* **To do**:
Answer these from the Papua New Guinea rugby article:
(a) What is the nickname of PNG's national rugby team?
(b) Which team did Papua New Guinea beat in the final of the 2011 Asia-Pacific Women's Sevens Championships?
(c) How many Unions in the world does the IRB classify as 'Targeted'?

* **Supplied text**:
Thursday, 29 March 2012

Papua New Guinea Rugby's New Dawn


PNG's National Rugby Team are called the PukPuks (Photo: IRB.com)
The PNGRFU AGM was held this week and it was a great opportunity to reflect on what has been a challenging period of growth for a Union that has made some major waves on the international scene in recent years.

Papua New Guinea are the current Asia-Pacific Women's Sevens Champions having defeated China in the final of the 2011 Asia-Pacific Women's Sevens Championships in Borneo. They won bronze medals in both the Men's and Women's Sevens competitions at last year's Pacific Games in New Caledonia and the Men's Sevens team won the Bowl final at the 2010 Commonwealth Games - claiming the prized scalps of Canada and Tonga along the way. They are the current Oceania Cup Champions, proceeding through the 2011 Oceania Cup undefeated, and reached the final stage of qualification for Rugby World Cup 2011 where they took on Samoa for the right to qualify for New Zealand.

Papua New Guinea is classified as a 'Targeted' Union by the IRB - one of only 10 in the world and the only one in the Oceania region. This classification is a reflection of PNG's strategic importance not only as a country, but also their potential as a Rugby playing nation.  This classification brings with it increased funding opportunities but it also brings with it an increased level of responsibility and for this reason, the PNGRFU has been undertaking an ambitious series of reforms to ensure that it has the administrative and governance structures in place needed to propel the Union into the next stage of it's development.

* **Items from a dataset**:
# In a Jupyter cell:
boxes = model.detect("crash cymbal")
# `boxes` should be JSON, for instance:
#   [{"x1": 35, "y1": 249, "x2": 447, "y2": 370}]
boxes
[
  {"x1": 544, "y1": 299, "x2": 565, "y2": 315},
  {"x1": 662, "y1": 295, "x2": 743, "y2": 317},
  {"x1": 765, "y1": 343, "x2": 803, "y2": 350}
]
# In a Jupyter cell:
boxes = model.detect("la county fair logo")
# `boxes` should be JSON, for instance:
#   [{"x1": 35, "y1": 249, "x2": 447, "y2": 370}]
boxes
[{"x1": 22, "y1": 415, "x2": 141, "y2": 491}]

* **Exercise solution**:
(a) The PukPuks
(b) China
(c) 10